É natural que pessoas tipicamente desconfiadas do sistema, ou com maiores convicções, tenham sido as primeiras a manifestarem-se contra medidas que naturalmente atentavam contra as suas liberdades individuais. Menos normal foi a evidente caça às bruxas que foi feita contra epidemiologistas, virologistas, médicos e outros profissionais de saúde que se manifestaram contra as medidas em curso, alegando que a perigosidade do vírus estava a ser manifestamente ampliada, pacientes com outras doenças estariam a ser negligenciados e que a gestão covid focada em grupos de risco seria muito mais eficaz.
Chamar a estas pessoas de “anti-vacinas” – uma outra versão do rótulo “fascista” – é de uma ignorância atroz. Sugerir que têm interesses económicos por trás é simplesmente ridículo: ninguém ganha nada em ir contra a corrente e ser uma voz solitária. A única coisa que ganha é a perda de credibilidade.
5. Caçar bruxas
Nos anos 50, a ação do senador Joseph McCarthy contra uma alegada conspiração comunista dentro do governo ficou conhecida como a “caça às bruxas”. A alusão referia-se a um episódio de histeria em massa que decorreu em Salem, no século XVII, entre os isolados colonos puritanos, que acabou na morte de 20 pessoas acusadas de bruxaria (na prática os “párias” daquela sociedade). Já McCarthy afirmou ter uma lista de 205 comunistas infiltrados no Departamento de Estado, informação essa que passou para 57, num processo cheio de inconsistências e que afetou profundamente várias figuras da época, que só lutavam por mais direitos laborais.
Com os seus pilares fundacionais em seitas religiosas que fugiam do Velho Mundo, não será por acaso que um dos livros mais conhecidos da literatura norte-americana é “A letra escarlate”. Em épocas de polarização provocadas por extremo isolamento social, quem se desvia do caminho de “Deus” acaba por levar com rótulos, seja um “A”, uma estrela de David ou um bloqueio no Facebook. Criada um século depois de Salem, a democracia norte-americana reconheceria que é no diálogo que está a força de um povo.
O maccartismo foi um episódio de paranóia no auge da Guerra Fria, estimulado pelo medo do sistema comunista, mas o receio com a infiltração russa nunca desapareceu de facto.

INFORMAÇÃO FORNECIDA:
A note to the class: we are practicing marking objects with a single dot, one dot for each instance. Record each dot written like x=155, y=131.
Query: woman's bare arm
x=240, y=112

A SUA TAREFA: Segundo o excerto, quantas pessoas acusadas de bruxaria morreram em Salem, por favor? As linhas são material independente do excerto.

RESULTADO DO EXERCÍCIO: Morreram 20 pessoas acusadas de bruxaria.